[Image point grounding data]
/---

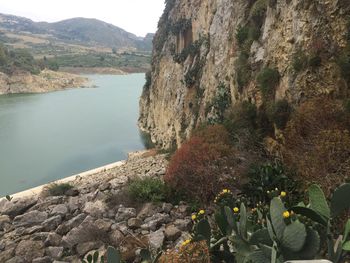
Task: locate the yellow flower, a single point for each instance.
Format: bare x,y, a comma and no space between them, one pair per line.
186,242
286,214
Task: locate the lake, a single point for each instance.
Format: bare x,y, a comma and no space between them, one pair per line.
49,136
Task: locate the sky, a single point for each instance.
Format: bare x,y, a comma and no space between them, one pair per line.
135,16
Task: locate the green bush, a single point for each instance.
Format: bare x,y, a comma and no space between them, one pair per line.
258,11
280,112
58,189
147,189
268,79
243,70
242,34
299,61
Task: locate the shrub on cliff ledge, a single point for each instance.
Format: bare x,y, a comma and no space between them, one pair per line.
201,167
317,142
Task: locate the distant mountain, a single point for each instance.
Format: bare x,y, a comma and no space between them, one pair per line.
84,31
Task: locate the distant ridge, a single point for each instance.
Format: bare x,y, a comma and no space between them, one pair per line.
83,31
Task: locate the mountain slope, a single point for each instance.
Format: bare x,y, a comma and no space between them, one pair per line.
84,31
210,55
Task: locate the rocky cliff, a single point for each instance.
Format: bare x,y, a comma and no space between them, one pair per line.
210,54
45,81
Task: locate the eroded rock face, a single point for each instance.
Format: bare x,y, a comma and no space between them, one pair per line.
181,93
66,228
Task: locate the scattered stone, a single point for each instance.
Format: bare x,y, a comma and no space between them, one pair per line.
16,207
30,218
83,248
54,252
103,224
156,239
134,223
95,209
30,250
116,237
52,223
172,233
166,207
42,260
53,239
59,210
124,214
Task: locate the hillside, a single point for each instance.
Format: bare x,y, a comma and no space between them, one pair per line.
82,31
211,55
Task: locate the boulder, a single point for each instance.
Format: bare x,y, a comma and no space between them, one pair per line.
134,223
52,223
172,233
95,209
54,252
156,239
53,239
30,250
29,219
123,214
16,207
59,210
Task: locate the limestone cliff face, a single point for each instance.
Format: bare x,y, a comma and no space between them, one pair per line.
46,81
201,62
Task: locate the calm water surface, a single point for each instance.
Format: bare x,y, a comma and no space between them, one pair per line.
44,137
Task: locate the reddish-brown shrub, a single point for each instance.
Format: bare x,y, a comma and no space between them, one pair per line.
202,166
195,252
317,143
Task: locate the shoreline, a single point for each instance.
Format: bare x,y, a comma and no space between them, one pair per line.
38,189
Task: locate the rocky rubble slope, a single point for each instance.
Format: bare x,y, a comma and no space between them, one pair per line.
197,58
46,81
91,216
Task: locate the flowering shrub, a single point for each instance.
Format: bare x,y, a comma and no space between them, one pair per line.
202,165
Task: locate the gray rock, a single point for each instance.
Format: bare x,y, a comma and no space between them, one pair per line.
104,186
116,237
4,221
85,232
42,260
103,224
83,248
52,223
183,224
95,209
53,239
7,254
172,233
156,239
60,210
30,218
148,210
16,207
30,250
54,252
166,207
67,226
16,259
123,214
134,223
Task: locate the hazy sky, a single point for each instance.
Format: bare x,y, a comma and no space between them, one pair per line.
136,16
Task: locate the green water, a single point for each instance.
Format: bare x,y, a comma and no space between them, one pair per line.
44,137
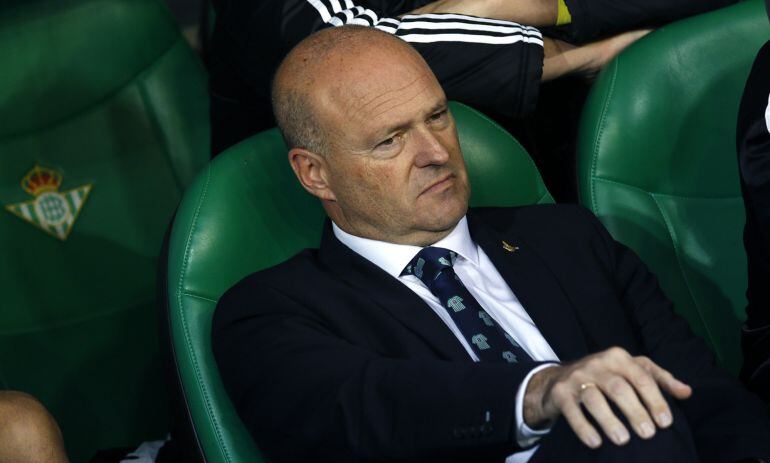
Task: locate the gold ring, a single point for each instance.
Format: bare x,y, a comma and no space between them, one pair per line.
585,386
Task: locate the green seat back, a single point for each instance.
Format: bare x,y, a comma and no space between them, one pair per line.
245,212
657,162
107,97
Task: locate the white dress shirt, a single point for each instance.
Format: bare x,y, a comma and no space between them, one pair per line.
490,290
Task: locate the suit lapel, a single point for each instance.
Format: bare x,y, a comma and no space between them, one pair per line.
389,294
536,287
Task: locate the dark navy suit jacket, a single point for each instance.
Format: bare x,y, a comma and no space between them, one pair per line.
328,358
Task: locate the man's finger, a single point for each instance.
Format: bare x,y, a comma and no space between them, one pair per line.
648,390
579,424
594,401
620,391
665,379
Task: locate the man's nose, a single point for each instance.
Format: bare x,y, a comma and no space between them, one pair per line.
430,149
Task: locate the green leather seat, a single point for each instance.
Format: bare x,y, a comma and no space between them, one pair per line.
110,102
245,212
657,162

\---

▶ **PROMPT**
Output the records exactly as they appear, skipping any pictures.

▶ **EXPECTED ANSWER**
Task: locate the yellow flower, a single point for each instance.
Format: bare x,y, a comma and no space between them, one pair per line.
186,242
286,214
Task: locate the lake, a single point for each instance.
Format: bare x,y, a comma and no space between them, one pair per line.
49,136
Task: locate the sky, a single point for each instance.
Format: bare x,y, a comma and no space between them, one pair per line.
135,16
Task: locate the green bush, a single point for each instance.
Format: bare x,y, a comma and no space between them, one pair per line.
258,11
280,112
58,189
147,189
268,79
243,70
242,34
299,61
Task: locate the shrub on cliff ledge, a single point for each instance.
Format: bare x,y, a comma and no space between them, one pair per line.
201,167
317,142
Task: locate the distant mountain, a single point for each instance.
Format: bare x,y, a comma and no space between them, one pair per line.
84,31
Task: locate the distant ridge, a single point for each instance.
Format: bare x,y, a comma and no space between them, one pair per line.
83,31
Task: locate the mountain slope, a single point for each instance.
Format: bare x,y, a comma and no space between them, one pair per line.
84,31
210,55
Task: locate the rocky cliff, a single point for each instance.
Format: bare x,y, a comma and no space between them, one pair per line.
210,54
45,81
Task: locate the eroded rock face, a single point for each instance.
Format: bare x,y, a comma and no space between them, one pair per line.
181,93
66,228
Task: locate the scattered stone, a single point for each instance.
Format: bare x,y, a comma and no space between them, one pair per line.
16,207
30,218
83,248
54,252
103,224
156,239
134,223
95,209
30,250
116,237
52,223
172,233
166,207
42,260
53,239
59,210
124,214
Task: locate the hillside, a single point for each instance.
Format: bare x,y, a comma and no space between them, one pair per line.
82,31
211,55
Task: locate the boulder, a single point for each instance.
Format: bare x,y, a comma and no space between them, one pair per line.
134,223
52,223
172,233
95,209
54,252
156,239
53,239
30,250
29,219
123,214
16,207
59,210
Task: locate the limestone cliff face, a single point for each instance.
Format: bare x,y, a comma and no space between them, one pair per line.
46,81
201,62
Task: locate the calm water surface, a single point for each instance.
Format: bare x,y, a comma and no space between them, one pair per line.
44,137
Task: locate the reddish-brown shrub, a single point for each instance.
Format: bare x,y, a comma and no space between them, one pair per line.
202,166
195,252
317,143
Task: locate the shoreline, a single point for each instance.
Format: bare x,y, a comma and no space between them, one pair per line.
38,189
Task: locate the rocky rubble slope, a single point for each instance.
Format: bare x,y, a comma and no space between them, one pair per line.
197,58
46,81
91,216
Task: locate the flowering shrub, a single point for each instance.
Format: bare x,y, a comma and no space between them, one pair per line.
202,165
Task: locate the gray rock, a single point for each instance.
Format: bare x,y, a comma and no space between them, one pair per line.
104,186
116,237
4,221
85,232
42,260
103,224
83,248
52,223
183,224
95,209
53,239
7,254
172,233
156,239
60,210
30,218
148,210
16,207
30,250
54,252
166,207
67,226
16,259
123,214
134,223
Task: locate the hazy sky, a single point for each instance.
Format: bare x,y, a comma and no space between them, one pair per line.
136,16
Task: locate the green water, a single point for each instance.
Format: bare x,y, a comma and no space between them, one pair per line.
44,137
Task: locate the gold ring, a single point for each instance.
Format: bare x,y, a comma and no space between them, one pair per line.
585,386
Task: locate the green seat back, a single point for each instance.
Format: bare x,y, a comma and no space between them, one pair per line.
245,212
657,162
107,97
Task: locate the white dress shirt, a single point for each instance.
Format: bare x,y, a comma and no space between them, one pair per line.
490,290
Task: locate the suit lapel, a single point for each instance.
Format: bare x,y, a comma and no space between them, one pair per line.
389,294
536,287
Task: locate the dark navy suit jacket, a single point for each instance.
Format: bare x,y, a comma and no space between them, one pair per line.
328,358
Task: locate the man's finger, a single point for each instance.
Format: bare x,y, a comma and no space between them, one pair per line.
648,390
579,424
594,401
620,391
665,379
Task: locate the man's nose, a single point for each instance.
Format: bare x,y, a comma and no space between them, one pair per line.
430,149
Task: locate the green leather seat, a single point for each instance.
Format: bare x,y, a comma and no space between them, one pair per line.
110,102
245,212
657,162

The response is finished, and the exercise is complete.